§ **Input records**:

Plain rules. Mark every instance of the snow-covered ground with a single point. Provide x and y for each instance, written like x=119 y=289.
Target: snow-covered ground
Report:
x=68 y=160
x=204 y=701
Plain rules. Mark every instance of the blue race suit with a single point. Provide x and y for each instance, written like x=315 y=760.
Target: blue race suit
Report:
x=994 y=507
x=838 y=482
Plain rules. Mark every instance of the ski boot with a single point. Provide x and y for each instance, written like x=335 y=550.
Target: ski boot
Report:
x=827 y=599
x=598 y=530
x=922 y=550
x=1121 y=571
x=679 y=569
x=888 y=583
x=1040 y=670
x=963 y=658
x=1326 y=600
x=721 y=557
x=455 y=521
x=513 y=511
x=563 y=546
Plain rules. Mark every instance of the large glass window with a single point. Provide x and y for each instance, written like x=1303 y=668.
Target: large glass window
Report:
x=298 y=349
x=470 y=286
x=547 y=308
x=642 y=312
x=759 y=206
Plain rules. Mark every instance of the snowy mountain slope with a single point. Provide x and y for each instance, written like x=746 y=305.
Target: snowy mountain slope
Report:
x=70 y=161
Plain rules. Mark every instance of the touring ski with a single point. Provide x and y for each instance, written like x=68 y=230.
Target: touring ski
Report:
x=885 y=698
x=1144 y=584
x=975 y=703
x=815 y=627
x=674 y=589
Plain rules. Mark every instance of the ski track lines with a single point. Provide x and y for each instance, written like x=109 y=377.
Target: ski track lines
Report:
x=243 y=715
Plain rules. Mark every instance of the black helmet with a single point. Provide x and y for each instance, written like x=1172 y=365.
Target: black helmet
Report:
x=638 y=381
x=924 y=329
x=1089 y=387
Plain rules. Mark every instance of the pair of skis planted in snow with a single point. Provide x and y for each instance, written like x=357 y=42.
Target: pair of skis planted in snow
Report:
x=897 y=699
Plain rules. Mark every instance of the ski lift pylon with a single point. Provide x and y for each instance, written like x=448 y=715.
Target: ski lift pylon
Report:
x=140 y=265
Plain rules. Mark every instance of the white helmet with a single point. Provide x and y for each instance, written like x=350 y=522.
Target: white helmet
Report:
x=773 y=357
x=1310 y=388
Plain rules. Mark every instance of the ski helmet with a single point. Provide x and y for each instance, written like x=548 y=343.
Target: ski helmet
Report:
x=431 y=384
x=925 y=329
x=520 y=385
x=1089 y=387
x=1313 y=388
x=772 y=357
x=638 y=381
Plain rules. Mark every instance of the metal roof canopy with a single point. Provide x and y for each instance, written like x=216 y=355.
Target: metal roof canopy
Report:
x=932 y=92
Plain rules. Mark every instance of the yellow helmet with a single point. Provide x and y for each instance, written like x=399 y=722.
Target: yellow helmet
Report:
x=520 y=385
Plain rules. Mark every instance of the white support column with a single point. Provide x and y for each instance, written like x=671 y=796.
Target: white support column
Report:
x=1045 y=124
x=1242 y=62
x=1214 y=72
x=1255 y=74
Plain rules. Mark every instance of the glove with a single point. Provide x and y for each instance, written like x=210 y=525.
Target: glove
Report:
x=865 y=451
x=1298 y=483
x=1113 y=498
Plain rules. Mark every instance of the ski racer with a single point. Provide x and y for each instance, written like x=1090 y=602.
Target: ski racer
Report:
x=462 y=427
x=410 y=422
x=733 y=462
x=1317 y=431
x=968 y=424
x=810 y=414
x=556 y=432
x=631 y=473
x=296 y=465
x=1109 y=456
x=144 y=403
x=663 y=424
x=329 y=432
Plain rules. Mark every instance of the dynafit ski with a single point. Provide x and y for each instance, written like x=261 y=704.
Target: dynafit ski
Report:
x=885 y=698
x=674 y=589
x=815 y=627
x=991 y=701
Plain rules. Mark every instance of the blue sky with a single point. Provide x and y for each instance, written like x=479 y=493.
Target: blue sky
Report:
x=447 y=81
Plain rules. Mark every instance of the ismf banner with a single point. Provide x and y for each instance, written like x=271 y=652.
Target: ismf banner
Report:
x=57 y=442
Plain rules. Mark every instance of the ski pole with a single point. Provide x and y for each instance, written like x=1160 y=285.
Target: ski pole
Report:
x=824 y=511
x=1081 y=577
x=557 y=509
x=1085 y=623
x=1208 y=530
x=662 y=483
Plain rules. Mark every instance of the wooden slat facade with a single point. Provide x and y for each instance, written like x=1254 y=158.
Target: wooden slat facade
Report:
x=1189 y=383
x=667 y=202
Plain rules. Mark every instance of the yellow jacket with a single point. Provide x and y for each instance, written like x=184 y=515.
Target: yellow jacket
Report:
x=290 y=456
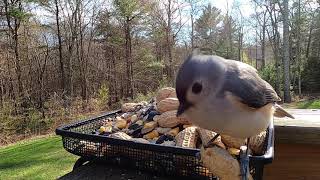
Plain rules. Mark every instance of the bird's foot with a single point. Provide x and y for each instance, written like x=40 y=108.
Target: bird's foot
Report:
x=244 y=163
x=211 y=142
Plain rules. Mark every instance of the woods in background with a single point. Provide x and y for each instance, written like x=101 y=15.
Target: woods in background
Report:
x=114 y=50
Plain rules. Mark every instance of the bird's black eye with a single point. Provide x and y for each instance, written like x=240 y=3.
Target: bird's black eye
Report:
x=196 y=88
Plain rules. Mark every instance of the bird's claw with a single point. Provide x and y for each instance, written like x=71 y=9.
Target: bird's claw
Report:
x=244 y=163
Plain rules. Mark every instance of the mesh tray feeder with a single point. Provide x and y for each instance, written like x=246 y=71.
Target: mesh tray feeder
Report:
x=78 y=139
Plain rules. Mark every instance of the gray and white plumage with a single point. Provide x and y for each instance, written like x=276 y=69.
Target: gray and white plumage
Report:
x=226 y=96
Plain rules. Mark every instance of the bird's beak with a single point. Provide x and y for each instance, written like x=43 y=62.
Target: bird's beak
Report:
x=182 y=108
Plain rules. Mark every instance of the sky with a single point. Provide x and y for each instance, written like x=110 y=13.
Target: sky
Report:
x=245 y=6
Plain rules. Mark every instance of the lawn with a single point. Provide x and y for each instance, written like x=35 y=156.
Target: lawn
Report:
x=41 y=158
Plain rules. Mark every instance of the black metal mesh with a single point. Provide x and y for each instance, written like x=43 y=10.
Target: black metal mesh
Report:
x=78 y=139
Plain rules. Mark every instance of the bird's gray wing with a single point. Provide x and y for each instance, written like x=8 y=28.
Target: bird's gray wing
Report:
x=244 y=82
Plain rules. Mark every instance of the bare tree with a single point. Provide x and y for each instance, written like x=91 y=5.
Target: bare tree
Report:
x=286 y=50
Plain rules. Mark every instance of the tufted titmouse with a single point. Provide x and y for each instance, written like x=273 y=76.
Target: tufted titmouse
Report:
x=226 y=96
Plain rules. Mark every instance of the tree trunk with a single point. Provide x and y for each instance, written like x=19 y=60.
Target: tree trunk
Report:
x=192 y=31
x=286 y=55
x=169 y=67
x=298 y=48
x=263 y=46
x=63 y=86
x=129 y=63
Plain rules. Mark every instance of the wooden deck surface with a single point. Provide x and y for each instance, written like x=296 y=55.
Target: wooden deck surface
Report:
x=297 y=153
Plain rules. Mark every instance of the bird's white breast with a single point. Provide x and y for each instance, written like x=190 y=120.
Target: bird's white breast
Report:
x=231 y=117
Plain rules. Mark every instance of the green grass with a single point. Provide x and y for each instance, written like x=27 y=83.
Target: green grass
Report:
x=309 y=104
x=42 y=158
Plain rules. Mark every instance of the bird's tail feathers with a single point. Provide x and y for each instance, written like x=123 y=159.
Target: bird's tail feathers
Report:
x=280 y=112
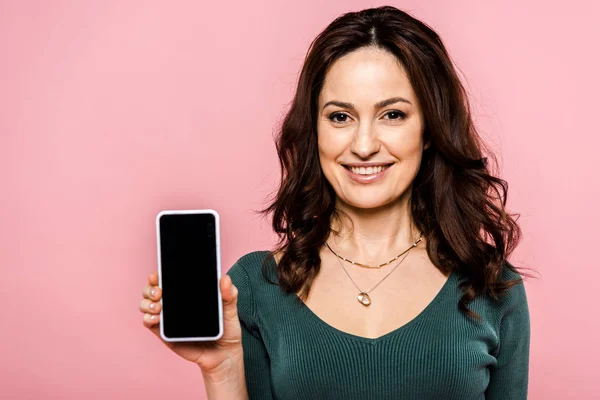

§ **Goal**: Render the lines of the items from the line containing "Plain rules. Mark every instance of the ski pole" through the line containing "x=667 y=202", inclusive, as a Markdown table with columns Row and Line, leaving out blank lines.

§ **Final result**:
| Row | Line |
|---|---|
| 1 | Plain rules. Mark every instance of the ski pole with a single point. Provide x and y for each instance, written like x=1160 y=285. |
| 2 | Target: ski pole |
| 3 | Report: |
| 4 | x=824 y=511 |
| 5 | x=1081 y=577 |
| 6 | x=557 y=509 |
| 7 | x=1085 y=623 |
| 8 | x=1208 y=530 |
| 9 | x=662 y=483 |
| 10 | Plain rules. Mark every instance of the wooden slat facade with a single point. Provide x and y for each instance, written like x=1254 y=158. |
| 11 | Target: wooden slat facade |
| 12 | Report: |
| 13 | x=1189 y=383 |
| 14 | x=667 y=202 |